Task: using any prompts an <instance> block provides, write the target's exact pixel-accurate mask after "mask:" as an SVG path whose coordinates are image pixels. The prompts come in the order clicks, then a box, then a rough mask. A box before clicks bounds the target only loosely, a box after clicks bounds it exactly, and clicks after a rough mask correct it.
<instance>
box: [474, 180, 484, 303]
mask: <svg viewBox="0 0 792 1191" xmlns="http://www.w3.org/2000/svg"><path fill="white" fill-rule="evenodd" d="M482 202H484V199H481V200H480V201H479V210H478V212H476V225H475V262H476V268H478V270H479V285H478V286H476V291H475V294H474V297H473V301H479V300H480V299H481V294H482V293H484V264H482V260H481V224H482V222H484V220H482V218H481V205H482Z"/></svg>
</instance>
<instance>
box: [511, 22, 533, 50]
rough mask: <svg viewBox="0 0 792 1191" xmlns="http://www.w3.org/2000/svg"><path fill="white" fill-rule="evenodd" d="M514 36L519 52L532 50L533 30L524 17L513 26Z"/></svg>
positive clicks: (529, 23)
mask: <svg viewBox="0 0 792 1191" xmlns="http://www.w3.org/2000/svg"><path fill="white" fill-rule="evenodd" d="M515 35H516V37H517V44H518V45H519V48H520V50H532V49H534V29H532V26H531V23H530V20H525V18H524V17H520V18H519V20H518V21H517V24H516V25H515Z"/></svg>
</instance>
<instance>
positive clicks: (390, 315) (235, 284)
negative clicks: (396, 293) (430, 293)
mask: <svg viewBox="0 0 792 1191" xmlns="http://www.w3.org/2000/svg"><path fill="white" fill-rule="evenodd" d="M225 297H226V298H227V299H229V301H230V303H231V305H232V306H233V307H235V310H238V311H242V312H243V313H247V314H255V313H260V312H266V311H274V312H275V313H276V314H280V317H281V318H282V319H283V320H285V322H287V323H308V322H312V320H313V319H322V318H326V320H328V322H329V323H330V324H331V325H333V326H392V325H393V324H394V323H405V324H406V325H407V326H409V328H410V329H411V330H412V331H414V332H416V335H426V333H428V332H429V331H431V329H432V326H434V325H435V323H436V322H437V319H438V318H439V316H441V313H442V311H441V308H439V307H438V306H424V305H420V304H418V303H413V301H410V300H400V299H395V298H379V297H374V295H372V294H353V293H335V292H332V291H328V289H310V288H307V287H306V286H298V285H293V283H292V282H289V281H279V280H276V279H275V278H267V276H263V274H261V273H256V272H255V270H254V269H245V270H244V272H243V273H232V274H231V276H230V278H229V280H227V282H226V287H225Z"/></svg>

----

### Task to complete
Pull every line with the string "rough" out of the material.

### Answer box
Task: using any prompts an <instance> block provides, write the target's exact pixel-accurate mask after "mask:" as an SVG path whose coordinates are image pixels. The prompts come in the order clicks, then a box, then a rough mask. A box before clicks bounds the target only loosely, a box after clicks bounds it exactly, and clicks after a rough mask correct it.
rough mask: <svg viewBox="0 0 792 1191" xmlns="http://www.w3.org/2000/svg"><path fill="white" fill-rule="evenodd" d="M514 36L519 52L532 50L533 30L524 17L513 26Z"/></svg>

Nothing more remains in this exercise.